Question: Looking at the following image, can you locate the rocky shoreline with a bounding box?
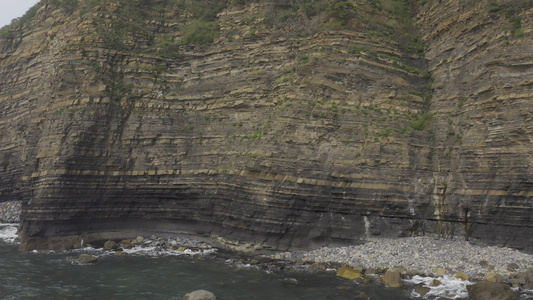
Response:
[73,233,533,299]
[2,198,531,299]
[292,237,533,299]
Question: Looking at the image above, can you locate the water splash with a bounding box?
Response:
[405,275,473,299]
[0,223,18,244]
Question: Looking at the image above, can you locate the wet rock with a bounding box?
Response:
[485,272,503,283]
[526,267,533,281]
[103,240,119,251]
[121,240,134,249]
[115,251,128,256]
[182,290,216,300]
[313,263,327,270]
[414,284,431,297]
[509,272,527,285]
[466,281,515,300]
[396,266,407,275]
[78,254,98,264]
[136,236,144,244]
[381,269,402,287]
[455,272,469,281]
[337,266,362,280]
[352,265,364,273]
[524,280,533,290]
[364,268,377,276]
[430,279,441,286]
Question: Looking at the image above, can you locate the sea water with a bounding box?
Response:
[1,223,529,300]
[0,224,412,299]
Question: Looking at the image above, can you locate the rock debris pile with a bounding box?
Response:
[299,237,533,281]
[0,201,21,223]
[268,236,533,298]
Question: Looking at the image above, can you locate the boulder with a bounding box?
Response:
[526,267,533,281]
[121,239,134,249]
[78,254,98,264]
[455,272,469,281]
[103,240,119,251]
[352,265,364,273]
[430,279,441,287]
[485,272,503,283]
[381,269,402,287]
[396,266,407,275]
[337,266,362,280]
[524,281,533,289]
[509,272,527,285]
[364,268,377,276]
[466,281,515,300]
[136,236,144,243]
[479,260,495,270]
[414,284,431,297]
[182,290,216,300]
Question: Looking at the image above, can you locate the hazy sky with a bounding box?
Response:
[0,0,41,28]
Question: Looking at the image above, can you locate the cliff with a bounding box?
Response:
[0,0,532,251]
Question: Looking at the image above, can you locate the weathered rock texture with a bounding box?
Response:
[0,0,532,251]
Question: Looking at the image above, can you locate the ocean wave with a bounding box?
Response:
[0,223,18,244]
[405,275,473,299]
[120,245,217,257]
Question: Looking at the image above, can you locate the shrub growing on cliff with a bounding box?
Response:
[299,0,329,17]
[326,0,358,24]
[410,113,431,130]
[144,35,180,58]
[179,19,220,46]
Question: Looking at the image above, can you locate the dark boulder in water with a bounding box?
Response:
[466,281,515,300]
[78,254,97,264]
[103,240,119,251]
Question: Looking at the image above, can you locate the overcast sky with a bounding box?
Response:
[0,0,41,29]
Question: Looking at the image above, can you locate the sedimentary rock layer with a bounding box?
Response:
[0,0,532,251]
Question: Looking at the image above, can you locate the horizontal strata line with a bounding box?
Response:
[32,180,411,206]
[25,168,533,198]
[26,168,414,192]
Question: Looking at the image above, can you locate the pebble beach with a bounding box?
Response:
[0,201,21,223]
[298,237,533,280]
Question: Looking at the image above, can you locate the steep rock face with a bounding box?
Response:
[417,0,533,248]
[0,0,531,251]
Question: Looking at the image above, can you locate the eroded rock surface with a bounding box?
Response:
[0,0,531,251]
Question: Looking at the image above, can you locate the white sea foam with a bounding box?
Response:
[0,223,18,243]
[520,289,533,299]
[121,245,217,257]
[405,275,473,299]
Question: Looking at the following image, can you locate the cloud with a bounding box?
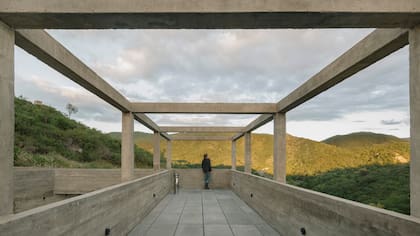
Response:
[381,119,403,125]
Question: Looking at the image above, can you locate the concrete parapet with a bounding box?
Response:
[0,170,171,236]
[231,170,420,236]
[173,169,231,189]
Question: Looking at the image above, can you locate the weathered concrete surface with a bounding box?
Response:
[15,30,131,112]
[133,113,171,140]
[13,168,55,213]
[173,169,231,189]
[54,168,155,194]
[273,113,286,183]
[132,102,276,114]
[1,0,420,29]
[232,114,273,141]
[121,112,134,182]
[231,170,420,236]
[244,132,252,173]
[276,29,409,113]
[410,26,420,218]
[0,21,14,216]
[170,135,232,141]
[166,141,172,169]
[160,126,243,133]
[0,170,171,236]
[153,131,161,171]
[231,141,237,170]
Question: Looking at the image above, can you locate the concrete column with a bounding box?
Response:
[0,22,14,216]
[121,112,134,182]
[153,131,160,171]
[244,132,252,173]
[410,26,420,218]
[273,113,287,183]
[166,140,172,169]
[231,140,237,170]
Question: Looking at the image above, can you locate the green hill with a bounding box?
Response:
[116,131,409,176]
[14,97,153,168]
[322,132,403,149]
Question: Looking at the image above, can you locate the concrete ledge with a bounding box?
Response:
[174,169,231,189]
[0,170,171,236]
[54,168,156,194]
[231,170,420,236]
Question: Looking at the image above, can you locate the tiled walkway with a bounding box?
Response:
[128,190,280,236]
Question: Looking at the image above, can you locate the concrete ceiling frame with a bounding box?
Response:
[1,0,420,220]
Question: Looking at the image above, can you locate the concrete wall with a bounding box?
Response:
[0,170,171,236]
[13,168,56,213]
[174,169,231,189]
[231,170,420,236]
[54,168,155,194]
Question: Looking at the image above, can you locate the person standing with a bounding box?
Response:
[201,153,212,189]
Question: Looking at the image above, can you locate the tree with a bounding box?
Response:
[66,103,78,118]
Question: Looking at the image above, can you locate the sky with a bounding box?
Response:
[14,29,410,141]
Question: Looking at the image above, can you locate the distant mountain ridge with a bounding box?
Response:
[108,130,410,176]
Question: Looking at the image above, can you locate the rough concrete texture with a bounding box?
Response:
[0,170,171,236]
[231,141,236,170]
[173,169,231,189]
[273,113,286,183]
[244,132,252,173]
[1,0,420,29]
[231,170,420,236]
[131,102,276,114]
[54,168,155,194]
[13,168,55,213]
[410,26,420,218]
[233,114,273,141]
[153,131,161,171]
[121,112,134,182]
[0,21,14,216]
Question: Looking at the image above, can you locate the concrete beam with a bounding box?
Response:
[410,26,420,218]
[160,126,243,133]
[153,131,160,171]
[276,29,409,113]
[1,1,420,29]
[132,102,276,114]
[232,114,273,141]
[170,136,232,141]
[0,21,14,216]
[244,132,252,173]
[121,112,134,182]
[273,113,286,183]
[133,113,170,141]
[15,30,131,112]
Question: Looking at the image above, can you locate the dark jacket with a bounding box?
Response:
[202,158,212,173]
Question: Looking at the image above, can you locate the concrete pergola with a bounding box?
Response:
[1,0,420,224]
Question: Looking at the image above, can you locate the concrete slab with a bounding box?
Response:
[130,190,280,236]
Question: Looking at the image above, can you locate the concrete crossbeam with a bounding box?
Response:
[0,21,14,216]
[170,136,232,141]
[15,30,132,112]
[276,29,409,113]
[1,0,420,29]
[133,113,170,141]
[410,26,420,218]
[121,112,134,182]
[160,126,243,133]
[132,102,276,114]
[232,114,273,141]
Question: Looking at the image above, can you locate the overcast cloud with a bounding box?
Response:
[14,29,410,141]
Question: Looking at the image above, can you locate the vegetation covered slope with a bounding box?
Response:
[323,132,403,149]
[125,131,409,176]
[14,97,153,168]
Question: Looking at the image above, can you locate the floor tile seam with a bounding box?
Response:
[141,194,173,235]
[172,194,188,236]
[216,195,235,235]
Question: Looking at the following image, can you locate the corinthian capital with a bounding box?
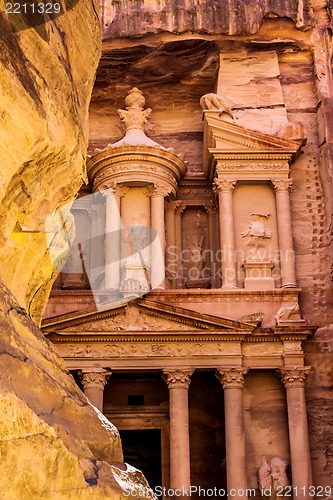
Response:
[216,367,248,389]
[272,179,293,192]
[213,178,237,193]
[165,200,182,213]
[78,368,111,390]
[162,368,194,389]
[154,183,172,198]
[279,366,311,389]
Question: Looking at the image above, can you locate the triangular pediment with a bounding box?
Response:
[42,298,254,334]
[204,112,301,152]
[203,112,302,180]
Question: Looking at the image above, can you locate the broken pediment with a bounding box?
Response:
[202,111,303,181]
[42,298,253,334]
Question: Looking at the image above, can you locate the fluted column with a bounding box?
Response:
[163,368,194,494]
[78,368,111,412]
[279,367,312,498]
[273,180,297,287]
[214,179,237,288]
[151,184,170,290]
[174,204,185,289]
[216,368,249,500]
[165,200,181,289]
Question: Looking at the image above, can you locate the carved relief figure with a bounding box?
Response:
[241,213,272,251]
[258,456,290,498]
[200,93,234,118]
[275,304,300,324]
[187,235,205,276]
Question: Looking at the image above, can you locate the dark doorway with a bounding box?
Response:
[120,429,162,494]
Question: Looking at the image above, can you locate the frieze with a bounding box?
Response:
[56,341,241,359]
[216,163,288,170]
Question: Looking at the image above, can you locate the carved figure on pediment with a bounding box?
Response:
[275,304,300,324]
[200,93,233,118]
[241,213,272,251]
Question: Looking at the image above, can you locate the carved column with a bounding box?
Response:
[216,368,249,500]
[165,201,181,289]
[78,368,111,412]
[151,184,170,290]
[205,202,220,288]
[214,179,238,288]
[104,185,129,291]
[88,203,104,288]
[272,180,297,288]
[279,367,312,497]
[163,369,194,493]
[174,204,185,288]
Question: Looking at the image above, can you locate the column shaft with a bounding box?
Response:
[163,369,194,494]
[105,191,121,290]
[174,206,184,289]
[273,180,297,287]
[217,368,248,500]
[165,201,179,289]
[280,368,312,499]
[151,192,166,289]
[215,179,237,288]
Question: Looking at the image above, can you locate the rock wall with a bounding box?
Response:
[0,3,101,325]
[0,280,155,497]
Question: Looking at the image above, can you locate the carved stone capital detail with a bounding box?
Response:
[204,201,218,216]
[272,179,293,192]
[279,366,311,389]
[78,368,111,390]
[165,200,182,213]
[162,368,194,389]
[216,367,248,389]
[153,182,172,198]
[112,184,129,198]
[213,178,237,193]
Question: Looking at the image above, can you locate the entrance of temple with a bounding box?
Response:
[120,429,162,494]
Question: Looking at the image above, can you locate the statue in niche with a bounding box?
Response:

Task requirements - Report each line of the data that includes the string "wall".

Task answer -
Question: Looking at the image above, can you locate the concrete wall with a bounding box?
Question: Looking at the image above, can you locate the rock wall with a bounding box?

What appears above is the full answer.